Problem to solve: Take the line that contains "of the paved" and each one after it through the last line below, and retype them exactly. Leave out the pictures.

(Beginning of Data section)

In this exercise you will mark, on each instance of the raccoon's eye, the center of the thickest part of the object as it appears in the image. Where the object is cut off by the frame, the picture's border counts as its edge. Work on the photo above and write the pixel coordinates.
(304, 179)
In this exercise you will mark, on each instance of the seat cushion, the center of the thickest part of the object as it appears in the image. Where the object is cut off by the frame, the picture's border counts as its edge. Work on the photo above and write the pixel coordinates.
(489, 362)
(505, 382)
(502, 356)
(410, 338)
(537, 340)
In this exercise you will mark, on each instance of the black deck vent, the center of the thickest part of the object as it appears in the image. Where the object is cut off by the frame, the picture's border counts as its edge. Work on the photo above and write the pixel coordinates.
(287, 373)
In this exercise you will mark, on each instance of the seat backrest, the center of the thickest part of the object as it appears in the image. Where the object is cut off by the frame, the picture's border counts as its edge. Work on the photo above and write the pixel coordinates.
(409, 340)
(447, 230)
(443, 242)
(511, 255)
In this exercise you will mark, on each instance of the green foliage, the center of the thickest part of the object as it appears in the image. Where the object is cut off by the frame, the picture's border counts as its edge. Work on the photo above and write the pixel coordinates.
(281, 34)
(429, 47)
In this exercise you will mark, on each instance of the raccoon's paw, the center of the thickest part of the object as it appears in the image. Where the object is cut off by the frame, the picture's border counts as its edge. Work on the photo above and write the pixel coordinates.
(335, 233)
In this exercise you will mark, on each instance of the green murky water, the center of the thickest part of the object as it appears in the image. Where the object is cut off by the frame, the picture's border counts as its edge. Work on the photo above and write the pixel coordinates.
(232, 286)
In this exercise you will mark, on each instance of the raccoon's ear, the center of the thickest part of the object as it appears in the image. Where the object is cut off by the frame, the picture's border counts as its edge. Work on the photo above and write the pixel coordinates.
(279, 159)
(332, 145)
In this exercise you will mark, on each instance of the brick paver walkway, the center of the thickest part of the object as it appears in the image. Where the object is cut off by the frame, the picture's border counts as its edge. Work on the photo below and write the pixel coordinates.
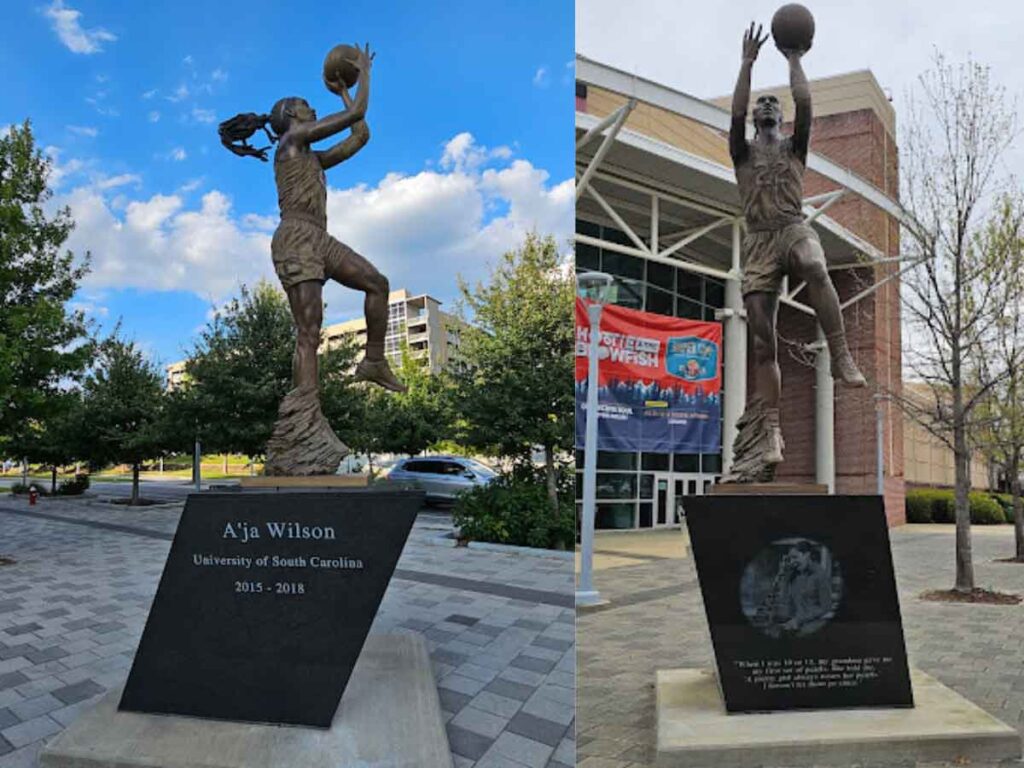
(656, 621)
(500, 628)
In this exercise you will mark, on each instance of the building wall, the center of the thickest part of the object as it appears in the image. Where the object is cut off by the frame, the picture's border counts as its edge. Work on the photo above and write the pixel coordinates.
(860, 141)
(854, 127)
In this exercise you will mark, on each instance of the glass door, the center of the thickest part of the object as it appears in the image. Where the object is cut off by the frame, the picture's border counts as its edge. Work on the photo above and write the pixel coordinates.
(664, 500)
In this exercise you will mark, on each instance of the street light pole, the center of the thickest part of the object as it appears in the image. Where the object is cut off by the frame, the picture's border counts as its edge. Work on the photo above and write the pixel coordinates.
(596, 284)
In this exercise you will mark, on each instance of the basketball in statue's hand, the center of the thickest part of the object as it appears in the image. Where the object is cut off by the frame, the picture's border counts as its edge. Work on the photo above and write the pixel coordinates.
(793, 28)
(341, 66)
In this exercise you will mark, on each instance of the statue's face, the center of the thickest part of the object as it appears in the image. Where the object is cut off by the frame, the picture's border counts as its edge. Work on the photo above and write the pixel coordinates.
(799, 558)
(302, 112)
(767, 112)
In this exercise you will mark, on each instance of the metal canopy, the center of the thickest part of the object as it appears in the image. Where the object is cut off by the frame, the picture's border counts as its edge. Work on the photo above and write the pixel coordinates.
(693, 193)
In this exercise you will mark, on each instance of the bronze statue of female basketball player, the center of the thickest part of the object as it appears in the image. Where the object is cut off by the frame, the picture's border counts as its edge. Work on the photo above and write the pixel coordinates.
(778, 242)
(305, 255)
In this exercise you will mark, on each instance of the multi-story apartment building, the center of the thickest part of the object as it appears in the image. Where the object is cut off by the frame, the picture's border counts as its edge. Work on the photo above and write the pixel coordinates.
(431, 334)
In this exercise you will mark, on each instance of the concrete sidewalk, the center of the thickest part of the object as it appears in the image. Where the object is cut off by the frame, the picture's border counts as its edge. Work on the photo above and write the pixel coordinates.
(500, 629)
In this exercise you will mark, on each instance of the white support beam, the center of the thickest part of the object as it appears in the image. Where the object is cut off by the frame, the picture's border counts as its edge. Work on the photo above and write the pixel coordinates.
(655, 216)
(690, 266)
(694, 235)
(620, 222)
(734, 370)
(597, 129)
(606, 143)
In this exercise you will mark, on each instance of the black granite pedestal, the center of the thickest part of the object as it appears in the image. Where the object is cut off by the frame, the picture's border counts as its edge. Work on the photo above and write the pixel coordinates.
(801, 601)
(265, 602)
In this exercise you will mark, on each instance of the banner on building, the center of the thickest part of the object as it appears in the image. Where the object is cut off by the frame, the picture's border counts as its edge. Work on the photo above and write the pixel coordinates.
(659, 385)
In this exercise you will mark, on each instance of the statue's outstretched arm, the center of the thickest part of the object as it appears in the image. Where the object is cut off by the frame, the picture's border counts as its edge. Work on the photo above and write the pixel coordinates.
(339, 121)
(741, 95)
(346, 148)
(802, 98)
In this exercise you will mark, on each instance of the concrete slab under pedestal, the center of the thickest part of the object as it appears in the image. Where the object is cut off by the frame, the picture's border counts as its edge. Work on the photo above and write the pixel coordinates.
(389, 716)
(693, 729)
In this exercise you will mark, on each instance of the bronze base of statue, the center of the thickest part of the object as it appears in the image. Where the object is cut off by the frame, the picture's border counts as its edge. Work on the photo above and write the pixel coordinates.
(303, 442)
(754, 445)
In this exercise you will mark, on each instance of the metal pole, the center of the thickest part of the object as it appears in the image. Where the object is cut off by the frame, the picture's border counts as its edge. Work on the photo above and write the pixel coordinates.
(880, 435)
(586, 594)
(824, 416)
(198, 465)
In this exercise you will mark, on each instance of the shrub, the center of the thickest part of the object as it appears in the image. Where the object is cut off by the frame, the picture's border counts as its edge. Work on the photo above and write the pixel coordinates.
(985, 510)
(514, 509)
(75, 486)
(919, 506)
(938, 505)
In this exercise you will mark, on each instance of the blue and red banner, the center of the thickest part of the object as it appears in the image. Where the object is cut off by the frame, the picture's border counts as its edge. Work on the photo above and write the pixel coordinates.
(659, 385)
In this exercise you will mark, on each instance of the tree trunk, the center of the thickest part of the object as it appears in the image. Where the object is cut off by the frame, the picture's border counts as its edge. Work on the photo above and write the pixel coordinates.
(962, 460)
(552, 477)
(1015, 488)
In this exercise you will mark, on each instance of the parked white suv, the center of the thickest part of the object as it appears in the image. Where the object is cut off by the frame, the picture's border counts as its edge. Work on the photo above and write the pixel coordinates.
(442, 477)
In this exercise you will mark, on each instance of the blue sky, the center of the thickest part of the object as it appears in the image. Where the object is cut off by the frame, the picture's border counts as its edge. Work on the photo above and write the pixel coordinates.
(470, 115)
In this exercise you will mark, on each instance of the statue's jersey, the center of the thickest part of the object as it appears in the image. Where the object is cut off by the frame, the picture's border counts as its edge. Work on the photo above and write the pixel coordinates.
(301, 248)
(771, 188)
(301, 187)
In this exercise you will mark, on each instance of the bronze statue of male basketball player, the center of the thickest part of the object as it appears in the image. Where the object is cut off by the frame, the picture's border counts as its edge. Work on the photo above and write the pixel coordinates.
(305, 256)
(778, 242)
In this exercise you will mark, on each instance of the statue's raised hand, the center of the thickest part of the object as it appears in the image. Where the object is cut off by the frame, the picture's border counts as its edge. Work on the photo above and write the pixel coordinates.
(753, 42)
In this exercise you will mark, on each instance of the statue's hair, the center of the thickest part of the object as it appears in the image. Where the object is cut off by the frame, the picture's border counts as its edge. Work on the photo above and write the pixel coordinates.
(236, 132)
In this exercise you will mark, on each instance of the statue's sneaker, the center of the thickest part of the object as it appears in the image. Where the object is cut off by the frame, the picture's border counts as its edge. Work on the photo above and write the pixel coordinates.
(846, 371)
(379, 372)
(774, 445)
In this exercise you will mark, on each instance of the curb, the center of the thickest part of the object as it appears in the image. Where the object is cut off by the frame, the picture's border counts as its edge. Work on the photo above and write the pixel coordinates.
(449, 540)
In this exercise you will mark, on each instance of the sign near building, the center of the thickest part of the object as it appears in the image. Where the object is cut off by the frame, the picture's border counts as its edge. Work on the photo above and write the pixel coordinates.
(659, 382)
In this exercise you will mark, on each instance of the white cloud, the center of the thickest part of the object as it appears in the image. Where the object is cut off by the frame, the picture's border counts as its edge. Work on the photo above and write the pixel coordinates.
(59, 172)
(419, 229)
(463, 154)
(190, 185)
(111, 182)
(67, 24)
(180, 93)
(84, 130)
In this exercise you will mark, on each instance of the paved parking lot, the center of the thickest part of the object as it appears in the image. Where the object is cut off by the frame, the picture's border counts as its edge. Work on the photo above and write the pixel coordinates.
(655, 620)
(500, 628)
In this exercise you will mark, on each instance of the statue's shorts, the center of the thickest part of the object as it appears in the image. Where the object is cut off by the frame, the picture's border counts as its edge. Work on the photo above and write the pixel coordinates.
(302, 250)
(767, 255)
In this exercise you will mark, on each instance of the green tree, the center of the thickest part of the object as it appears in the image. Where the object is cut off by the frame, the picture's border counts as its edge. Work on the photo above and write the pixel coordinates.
(399, 422)
(123, 409)
(960, 127)
(998, 419)
(59, 438)
(42, 343)
(241, 369)
(513, 385)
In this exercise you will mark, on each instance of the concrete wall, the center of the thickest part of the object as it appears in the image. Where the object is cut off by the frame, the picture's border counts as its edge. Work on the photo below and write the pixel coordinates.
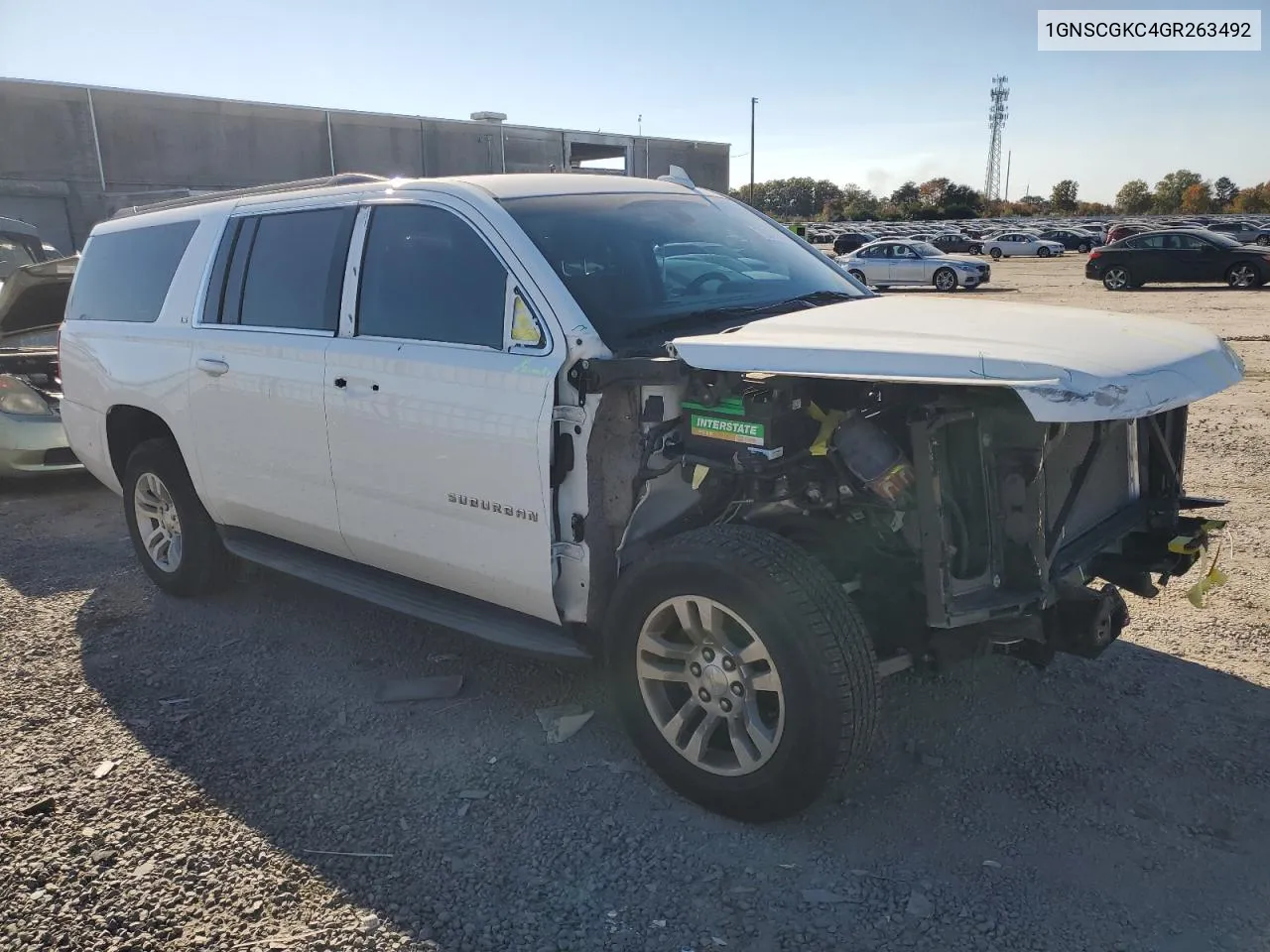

(End of Data section)

Output of the task:
In this exercise you will mark, on each instance of the paved parking lot, the center of the thickest part of the object as it appears in the image. Where the object is cut off by the frame, the picture's border counts as its edge. Work on the photo above and write the pixel coordinates.
(655, 620)
(500, 628)
In this exercise you will mark, on each instance of the statue's shorts, the center of the thickest part of the object as it appears in the image. Where the object is cut off by the frame, the picture's border counts as its edge. Work on the photo above and write the pixel coordinates.
(302, 250)
(767, 255)
In this exercise you will mark, on each instance of the green tree, the center of the thickest part of the object as it appears in the image. Where the object is cut off by the frame, the picture's border counts as its edge. Work on the photo above and write the pixel coordinates.
(399, 422)
(123, 409)
(960, 127)
(998, 419)
(59, 438)
(42, 343)
(241, 369)
(513, 385)
In this exercise you will mark, on each instance of the concrete wall, the center of the thickest part of the object as it appears in the image. Where the object is cut off by the frame, the picture's border counts as its edge. Work on the photo below and write the pixel coordinates.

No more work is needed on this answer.